___ Stored data ___
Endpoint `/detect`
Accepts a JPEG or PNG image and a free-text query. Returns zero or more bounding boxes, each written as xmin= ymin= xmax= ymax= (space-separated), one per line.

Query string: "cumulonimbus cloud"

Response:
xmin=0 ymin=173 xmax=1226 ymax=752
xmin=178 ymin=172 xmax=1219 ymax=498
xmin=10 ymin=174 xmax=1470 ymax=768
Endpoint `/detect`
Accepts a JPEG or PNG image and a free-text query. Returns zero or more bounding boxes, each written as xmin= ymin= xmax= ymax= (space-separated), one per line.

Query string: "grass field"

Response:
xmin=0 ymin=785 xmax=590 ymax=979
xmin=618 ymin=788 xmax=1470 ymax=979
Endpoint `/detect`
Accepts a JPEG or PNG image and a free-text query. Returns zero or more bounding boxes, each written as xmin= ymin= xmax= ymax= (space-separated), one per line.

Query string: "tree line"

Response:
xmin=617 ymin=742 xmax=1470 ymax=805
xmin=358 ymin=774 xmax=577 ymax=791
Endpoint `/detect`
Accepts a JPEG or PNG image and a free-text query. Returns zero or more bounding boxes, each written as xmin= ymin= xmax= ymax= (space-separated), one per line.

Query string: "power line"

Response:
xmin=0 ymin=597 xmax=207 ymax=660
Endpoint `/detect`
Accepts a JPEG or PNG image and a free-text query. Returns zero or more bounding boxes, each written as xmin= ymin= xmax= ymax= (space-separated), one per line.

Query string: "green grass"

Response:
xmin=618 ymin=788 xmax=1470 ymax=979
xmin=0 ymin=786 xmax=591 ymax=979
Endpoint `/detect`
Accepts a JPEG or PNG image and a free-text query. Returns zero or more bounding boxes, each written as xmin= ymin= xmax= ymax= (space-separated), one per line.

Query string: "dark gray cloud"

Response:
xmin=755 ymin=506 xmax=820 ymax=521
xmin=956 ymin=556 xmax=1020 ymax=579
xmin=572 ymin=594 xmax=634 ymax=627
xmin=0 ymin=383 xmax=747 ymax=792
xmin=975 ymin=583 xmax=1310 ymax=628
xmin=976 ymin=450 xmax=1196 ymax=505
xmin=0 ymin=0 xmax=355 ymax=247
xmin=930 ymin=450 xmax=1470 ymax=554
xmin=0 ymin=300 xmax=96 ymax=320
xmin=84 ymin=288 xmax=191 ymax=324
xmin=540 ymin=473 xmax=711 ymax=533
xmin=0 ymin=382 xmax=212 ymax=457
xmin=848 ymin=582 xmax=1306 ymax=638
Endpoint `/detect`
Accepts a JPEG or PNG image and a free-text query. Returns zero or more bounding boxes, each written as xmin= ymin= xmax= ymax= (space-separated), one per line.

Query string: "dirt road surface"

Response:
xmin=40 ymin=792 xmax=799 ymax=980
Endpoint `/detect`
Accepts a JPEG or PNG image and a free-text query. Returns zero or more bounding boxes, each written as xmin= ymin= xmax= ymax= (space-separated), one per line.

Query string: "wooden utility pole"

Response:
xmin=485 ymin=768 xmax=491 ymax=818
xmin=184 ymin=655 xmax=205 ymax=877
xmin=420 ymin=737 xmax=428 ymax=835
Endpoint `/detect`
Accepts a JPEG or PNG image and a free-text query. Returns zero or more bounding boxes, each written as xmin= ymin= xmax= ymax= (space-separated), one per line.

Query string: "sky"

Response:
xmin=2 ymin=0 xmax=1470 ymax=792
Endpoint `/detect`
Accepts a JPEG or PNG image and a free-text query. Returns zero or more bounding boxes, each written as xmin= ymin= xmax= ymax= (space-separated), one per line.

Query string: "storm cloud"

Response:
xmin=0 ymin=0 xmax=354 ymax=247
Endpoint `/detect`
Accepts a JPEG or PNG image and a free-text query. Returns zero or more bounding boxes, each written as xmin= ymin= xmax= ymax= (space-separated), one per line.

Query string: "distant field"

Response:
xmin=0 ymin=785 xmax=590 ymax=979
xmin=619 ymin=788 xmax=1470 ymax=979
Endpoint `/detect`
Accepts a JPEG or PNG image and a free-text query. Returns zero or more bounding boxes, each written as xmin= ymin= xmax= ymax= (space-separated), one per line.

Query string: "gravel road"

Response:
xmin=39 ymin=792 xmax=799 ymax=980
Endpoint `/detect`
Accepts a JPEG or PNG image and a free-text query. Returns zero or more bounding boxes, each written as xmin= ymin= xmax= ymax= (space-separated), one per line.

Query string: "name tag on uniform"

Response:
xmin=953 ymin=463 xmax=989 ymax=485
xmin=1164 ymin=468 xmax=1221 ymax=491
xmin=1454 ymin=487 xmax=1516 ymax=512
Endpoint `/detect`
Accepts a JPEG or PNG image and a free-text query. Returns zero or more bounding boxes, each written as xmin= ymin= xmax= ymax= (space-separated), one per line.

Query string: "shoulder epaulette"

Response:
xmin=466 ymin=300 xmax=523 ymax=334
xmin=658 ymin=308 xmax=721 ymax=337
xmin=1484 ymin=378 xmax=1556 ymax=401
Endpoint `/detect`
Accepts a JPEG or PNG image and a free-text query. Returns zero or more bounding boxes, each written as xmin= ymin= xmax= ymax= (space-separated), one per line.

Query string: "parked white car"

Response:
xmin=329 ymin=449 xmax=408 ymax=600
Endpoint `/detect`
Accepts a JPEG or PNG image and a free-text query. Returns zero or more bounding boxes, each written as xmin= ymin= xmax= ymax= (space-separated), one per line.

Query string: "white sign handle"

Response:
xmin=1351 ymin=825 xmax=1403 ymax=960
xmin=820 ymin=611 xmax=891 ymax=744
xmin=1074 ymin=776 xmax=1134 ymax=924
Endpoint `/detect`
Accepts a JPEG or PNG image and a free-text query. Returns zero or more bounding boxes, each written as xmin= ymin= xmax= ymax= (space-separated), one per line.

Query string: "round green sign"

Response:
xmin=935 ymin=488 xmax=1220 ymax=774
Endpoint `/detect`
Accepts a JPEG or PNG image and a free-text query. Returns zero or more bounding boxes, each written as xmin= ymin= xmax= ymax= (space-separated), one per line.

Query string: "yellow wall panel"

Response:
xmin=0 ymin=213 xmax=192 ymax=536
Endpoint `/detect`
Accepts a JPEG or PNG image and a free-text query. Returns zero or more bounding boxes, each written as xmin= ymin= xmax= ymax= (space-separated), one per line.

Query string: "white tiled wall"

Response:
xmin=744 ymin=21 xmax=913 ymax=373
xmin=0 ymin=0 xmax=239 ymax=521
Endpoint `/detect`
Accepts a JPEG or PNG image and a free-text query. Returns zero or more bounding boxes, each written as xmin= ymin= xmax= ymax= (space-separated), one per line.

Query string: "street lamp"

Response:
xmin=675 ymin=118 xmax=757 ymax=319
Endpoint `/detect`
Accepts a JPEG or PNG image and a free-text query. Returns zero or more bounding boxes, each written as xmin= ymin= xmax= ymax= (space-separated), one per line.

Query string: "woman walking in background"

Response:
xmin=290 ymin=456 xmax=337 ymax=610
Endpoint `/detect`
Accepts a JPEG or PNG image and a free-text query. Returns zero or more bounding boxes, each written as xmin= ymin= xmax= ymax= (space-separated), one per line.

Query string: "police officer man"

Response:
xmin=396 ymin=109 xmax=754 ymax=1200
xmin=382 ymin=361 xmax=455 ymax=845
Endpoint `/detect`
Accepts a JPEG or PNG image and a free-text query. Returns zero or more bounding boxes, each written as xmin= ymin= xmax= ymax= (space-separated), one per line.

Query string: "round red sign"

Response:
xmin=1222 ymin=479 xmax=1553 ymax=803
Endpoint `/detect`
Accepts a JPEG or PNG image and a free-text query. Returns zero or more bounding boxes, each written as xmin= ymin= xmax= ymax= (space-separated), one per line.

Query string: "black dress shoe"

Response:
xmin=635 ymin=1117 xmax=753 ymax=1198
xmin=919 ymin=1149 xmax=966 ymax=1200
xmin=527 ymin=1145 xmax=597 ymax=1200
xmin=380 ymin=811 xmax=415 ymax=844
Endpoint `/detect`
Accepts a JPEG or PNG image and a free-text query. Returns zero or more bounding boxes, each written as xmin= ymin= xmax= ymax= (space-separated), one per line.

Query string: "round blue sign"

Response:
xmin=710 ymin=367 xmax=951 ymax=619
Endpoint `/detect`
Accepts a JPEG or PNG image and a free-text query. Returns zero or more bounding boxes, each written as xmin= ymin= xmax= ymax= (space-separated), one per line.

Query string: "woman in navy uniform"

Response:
___
#### Directions for this task
Reproduce all lines from the records above that include the word "green".

#### Output of the exercise
Query string: "green grass"
Query string: "round green sign"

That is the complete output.